-- BEGIN --
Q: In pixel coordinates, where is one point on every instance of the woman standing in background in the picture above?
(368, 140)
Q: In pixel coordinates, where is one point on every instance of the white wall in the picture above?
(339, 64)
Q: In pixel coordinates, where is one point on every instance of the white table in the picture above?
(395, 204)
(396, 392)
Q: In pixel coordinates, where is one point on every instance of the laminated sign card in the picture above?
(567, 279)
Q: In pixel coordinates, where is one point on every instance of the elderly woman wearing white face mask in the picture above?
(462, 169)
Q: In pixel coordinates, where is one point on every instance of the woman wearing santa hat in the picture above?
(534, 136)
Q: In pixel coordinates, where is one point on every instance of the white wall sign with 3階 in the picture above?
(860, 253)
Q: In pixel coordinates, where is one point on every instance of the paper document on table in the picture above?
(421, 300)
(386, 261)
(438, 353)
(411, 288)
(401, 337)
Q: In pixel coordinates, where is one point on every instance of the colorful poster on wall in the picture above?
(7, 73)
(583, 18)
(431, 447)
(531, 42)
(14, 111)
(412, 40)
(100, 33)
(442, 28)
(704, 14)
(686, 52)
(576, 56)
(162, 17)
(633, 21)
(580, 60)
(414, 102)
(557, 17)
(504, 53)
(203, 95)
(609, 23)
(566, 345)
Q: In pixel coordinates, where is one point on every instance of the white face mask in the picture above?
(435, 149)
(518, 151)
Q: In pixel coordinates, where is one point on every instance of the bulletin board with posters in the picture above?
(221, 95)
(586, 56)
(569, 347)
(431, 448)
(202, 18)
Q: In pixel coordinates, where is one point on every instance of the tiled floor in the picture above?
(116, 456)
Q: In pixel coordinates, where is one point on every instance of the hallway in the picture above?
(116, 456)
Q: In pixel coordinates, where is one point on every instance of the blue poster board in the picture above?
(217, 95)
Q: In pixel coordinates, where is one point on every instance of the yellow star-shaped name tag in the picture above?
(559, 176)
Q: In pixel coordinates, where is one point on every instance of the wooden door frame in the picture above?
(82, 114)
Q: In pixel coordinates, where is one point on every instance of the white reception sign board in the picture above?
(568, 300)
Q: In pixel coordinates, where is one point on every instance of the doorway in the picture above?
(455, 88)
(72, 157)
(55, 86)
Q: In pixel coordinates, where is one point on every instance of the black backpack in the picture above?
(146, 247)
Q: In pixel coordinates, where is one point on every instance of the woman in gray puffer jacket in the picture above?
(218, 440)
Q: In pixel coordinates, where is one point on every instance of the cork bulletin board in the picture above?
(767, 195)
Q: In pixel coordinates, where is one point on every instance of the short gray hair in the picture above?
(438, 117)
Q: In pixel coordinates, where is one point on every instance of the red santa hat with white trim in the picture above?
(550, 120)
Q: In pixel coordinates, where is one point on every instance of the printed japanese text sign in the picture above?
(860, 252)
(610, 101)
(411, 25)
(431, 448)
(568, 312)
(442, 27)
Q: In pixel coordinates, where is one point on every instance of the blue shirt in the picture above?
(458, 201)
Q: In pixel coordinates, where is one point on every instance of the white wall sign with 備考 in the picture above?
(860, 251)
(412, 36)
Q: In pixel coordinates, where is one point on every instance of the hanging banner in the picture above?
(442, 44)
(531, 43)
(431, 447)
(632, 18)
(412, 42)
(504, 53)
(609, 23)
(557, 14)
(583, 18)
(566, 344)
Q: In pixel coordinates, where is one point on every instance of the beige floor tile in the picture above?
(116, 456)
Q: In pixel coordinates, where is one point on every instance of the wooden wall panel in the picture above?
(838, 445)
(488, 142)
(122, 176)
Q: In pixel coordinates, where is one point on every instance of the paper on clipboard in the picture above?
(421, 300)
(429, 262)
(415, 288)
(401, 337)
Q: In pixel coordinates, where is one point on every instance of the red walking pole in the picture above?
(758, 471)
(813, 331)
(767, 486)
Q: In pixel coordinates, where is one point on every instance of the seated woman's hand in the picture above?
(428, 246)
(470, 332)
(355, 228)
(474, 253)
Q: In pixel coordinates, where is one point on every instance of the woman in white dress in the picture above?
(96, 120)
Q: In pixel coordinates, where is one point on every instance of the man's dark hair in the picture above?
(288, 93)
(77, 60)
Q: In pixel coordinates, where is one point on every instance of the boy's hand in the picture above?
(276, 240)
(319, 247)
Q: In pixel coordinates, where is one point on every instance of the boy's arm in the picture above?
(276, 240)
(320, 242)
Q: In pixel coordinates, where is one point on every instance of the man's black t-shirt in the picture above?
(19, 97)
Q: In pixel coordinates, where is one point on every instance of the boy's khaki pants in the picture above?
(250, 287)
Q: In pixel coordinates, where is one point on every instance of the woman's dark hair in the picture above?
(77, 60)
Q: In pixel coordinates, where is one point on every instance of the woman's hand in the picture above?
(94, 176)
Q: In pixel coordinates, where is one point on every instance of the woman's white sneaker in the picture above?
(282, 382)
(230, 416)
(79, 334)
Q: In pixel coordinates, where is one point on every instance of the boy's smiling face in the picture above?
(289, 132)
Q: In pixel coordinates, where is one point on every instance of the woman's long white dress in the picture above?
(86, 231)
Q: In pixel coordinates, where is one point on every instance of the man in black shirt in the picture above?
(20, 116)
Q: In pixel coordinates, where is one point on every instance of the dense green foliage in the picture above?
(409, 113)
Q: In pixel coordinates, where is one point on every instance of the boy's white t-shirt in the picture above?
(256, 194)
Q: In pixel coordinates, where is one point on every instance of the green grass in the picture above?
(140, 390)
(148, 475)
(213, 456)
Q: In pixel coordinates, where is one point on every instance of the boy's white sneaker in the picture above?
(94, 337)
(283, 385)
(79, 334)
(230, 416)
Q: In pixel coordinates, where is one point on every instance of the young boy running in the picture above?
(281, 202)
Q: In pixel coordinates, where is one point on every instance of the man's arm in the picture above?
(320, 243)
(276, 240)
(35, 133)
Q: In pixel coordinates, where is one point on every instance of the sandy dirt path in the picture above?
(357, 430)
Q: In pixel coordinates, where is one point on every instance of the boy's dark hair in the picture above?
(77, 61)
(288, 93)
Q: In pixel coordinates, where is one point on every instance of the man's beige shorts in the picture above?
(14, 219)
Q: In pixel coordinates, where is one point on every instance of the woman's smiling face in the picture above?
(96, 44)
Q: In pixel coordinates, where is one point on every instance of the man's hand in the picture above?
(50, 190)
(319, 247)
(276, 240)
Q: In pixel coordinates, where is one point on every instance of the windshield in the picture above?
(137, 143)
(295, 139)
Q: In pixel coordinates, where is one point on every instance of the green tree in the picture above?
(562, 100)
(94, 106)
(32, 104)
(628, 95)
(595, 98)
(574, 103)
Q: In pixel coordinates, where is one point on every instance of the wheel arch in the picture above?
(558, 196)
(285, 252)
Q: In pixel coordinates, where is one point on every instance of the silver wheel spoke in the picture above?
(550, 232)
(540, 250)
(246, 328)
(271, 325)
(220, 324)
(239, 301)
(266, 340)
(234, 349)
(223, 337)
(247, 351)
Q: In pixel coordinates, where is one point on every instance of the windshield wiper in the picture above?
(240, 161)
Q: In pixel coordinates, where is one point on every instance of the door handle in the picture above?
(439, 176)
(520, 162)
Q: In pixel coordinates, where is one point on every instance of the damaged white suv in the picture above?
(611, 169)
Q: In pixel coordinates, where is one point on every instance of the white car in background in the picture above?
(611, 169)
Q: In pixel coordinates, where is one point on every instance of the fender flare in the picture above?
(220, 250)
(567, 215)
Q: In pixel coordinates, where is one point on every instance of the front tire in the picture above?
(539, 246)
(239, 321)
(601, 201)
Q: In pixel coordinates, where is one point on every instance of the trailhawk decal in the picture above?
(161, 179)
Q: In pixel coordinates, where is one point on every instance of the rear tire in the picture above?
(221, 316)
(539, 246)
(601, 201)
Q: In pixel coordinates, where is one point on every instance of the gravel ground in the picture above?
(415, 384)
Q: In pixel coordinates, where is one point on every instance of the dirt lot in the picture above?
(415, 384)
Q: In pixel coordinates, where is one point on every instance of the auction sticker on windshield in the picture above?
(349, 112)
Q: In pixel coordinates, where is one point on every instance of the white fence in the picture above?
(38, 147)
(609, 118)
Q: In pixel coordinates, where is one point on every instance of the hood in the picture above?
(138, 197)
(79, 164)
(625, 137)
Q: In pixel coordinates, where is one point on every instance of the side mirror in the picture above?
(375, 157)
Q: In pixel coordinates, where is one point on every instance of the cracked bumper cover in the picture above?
-- END --
Write out exactly the final stretch of the records: the line containing "on windshield in the picture above?" and every line after it, through the last, and nothing else.

WORKED SOLUTION:
Q: In pixel coordinates, where is one point on every instance of the auction sticker on windshield in the picture above?
(349, 112)
Q: In pixel coordinates, where is one point on every instance of the white fence in the picture above?
(38, 147)
(609, 118)
Q: In pixel coordinates, where is one point on every instance of the hood in the picture above?
(138, 197)
(79, 164)
(625, 137)
Q: In pixel coordinates, where is one point on every instance of the side mirror in the picture above?
(375, 157)
Q: In pixel coordinates, where is one point on every instance of the cracked bumper cover in the picture above?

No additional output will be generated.